Output all of the data below exactly as given.

Data listing:
= = = =
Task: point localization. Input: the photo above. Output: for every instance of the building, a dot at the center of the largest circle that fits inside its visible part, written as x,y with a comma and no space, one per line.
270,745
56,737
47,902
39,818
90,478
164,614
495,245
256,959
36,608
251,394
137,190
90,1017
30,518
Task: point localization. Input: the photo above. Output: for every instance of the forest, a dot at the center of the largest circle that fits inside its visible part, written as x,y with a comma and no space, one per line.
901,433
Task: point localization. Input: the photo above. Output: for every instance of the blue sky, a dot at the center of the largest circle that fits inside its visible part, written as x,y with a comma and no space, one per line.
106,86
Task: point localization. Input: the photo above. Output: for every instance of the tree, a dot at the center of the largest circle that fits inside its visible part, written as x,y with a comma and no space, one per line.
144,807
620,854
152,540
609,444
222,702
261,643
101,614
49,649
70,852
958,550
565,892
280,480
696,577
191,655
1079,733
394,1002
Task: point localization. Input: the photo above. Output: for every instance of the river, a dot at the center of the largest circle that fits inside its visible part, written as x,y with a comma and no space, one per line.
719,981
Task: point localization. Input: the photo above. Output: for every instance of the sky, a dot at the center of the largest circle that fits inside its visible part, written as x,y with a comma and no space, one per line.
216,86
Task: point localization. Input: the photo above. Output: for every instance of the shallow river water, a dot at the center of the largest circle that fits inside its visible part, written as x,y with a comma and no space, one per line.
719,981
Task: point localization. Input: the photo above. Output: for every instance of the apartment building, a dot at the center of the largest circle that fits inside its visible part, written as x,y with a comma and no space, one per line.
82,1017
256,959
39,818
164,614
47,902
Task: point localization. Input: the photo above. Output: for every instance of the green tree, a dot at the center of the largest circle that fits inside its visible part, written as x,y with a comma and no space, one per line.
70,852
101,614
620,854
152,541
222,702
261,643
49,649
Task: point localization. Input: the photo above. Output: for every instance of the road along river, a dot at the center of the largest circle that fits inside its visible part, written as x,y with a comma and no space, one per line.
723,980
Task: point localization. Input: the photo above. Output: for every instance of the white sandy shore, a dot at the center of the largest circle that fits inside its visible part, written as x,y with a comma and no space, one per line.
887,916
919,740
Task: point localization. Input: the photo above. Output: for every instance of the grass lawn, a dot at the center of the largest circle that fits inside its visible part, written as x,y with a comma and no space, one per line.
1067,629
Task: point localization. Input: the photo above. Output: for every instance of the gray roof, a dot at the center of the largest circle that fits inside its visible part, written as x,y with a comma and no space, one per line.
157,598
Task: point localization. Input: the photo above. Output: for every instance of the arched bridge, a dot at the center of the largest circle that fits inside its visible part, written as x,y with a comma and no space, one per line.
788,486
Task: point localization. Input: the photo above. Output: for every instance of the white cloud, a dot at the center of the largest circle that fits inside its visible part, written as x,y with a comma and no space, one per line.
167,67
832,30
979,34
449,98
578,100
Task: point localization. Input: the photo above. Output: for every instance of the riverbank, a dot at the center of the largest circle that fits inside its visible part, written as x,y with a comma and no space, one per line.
= = = =
◆ **Exercise solution**
Task: point localization. Input: the photo above. Output: for every instance of the building, a dot at the center of the largest circle that fits inside its visible part, written as x,y with a comma and no space, one per line.
270,745
56,737
47,902
39,818
90,478
164,614
495,245
256,959
36,608
251,394
137,190
90,1017
30,518
Task: point localization. Input: the photo above. Output: for every instance of the forest, a dot at the center of the largest circle that fits inside its visible part, written as x,y with a comma and no space, one per line.
901,433
Task: point localization. Input: the photo above. Output: for every instance of the blue sky, a dot at the center of the largest circle that fits inside its visible part, written as x,y with a comma and no space, one per line.
106,86
Task: point localization. Input: the photo above. Output: for every instance of the tree, a dot at the center of the largest circle that fits inside its visible part, written as x,y with a comma and no space, one per line.
144,807
620,854
152,540
609,444
222,702
261,643
101,614
49,649
70,852
958,550
565,892
280,480
696,577
191,655
1079,733
394,1002
Task: point localization. Input: the photo above. Output: for every instance of the river, a dot at the center of the largest circle that fits inside its visible part, written as x,y with a comma and no space, one per line.
719,981
Task: point localization. Input: the photo above. Output: for every instance of the sky, a dot at the center of the largest circle that fits inside its visible part, written as x,y with a comma and no space, one per line.
216,86
Task: point localization. Input: the photo above. Output: for every instance of the shallow river water, a dot at the center of the largest circle that fits inside its visible part, written as x,y with a comma and no space, one per line.
719,981
Task: point localization. Input: the photo above. Output: for every instance of the apartment building, a dot at the center of the largest circle that fits inside its visible part, written as x,y with a comma and no space, one per line.
82,1017
256,959
39,818
164,614
47,902
Task: point localization. Input: the photo above. Output: for every instance of the green tree, a dot at the center of the largest circle that fits inside its visible part, written as x,y with a comma and no space, one per line.
70,852
101,614
620,854
152,541
222,702
261,643
49,649
Task: point localization. Input: the photo above. Output: for every instance of the road along river, a dot at the center of the largest circle that fits inside its visible part, written as x,y with a comma and no space, one per line.
723,980
Task: point localization. Input: the photo above. Output: for every instance of the white sandy shore, a dot at the center of the largest circle that fits inside its visible part, written as x,y with a comma and no space, one per line.
887,916
919,740
Task: point localization. Input: the photo above. Output: for every instance of the grass lawn, a dot at the center of the largest circle that fits inside its visible part, written as x,y with a comma and no space, one per line.
1067,629
Task: point localization. Input: the photo above. Output: for every instance of the gray roof, a dot at the center of the largest circle that fits inside its visible part, written as x,y with a comma and no space, one per line.
157,598
Task: point localization. Input: the photo above. Output: for every instance of the arched bridge, a dot at the center of the largest circle that fits inside its visible part, written as x,y with a comma and no space, one per line.
788,486
Task: point localization. Input: the photo above. Output: for every instance of the white cloud, a dot at the center of the largest circle that fits inside its visible part, written as x,y with a comma and no space, one per line.
167,67
832,30
979,34
449,98
578,100
Task: point localization. Input: the photo above. Output: for every instance of the riverbank, a dot at the center of the largest circle that fits inside its visible part, written as x,y with a comma and no space, one per line.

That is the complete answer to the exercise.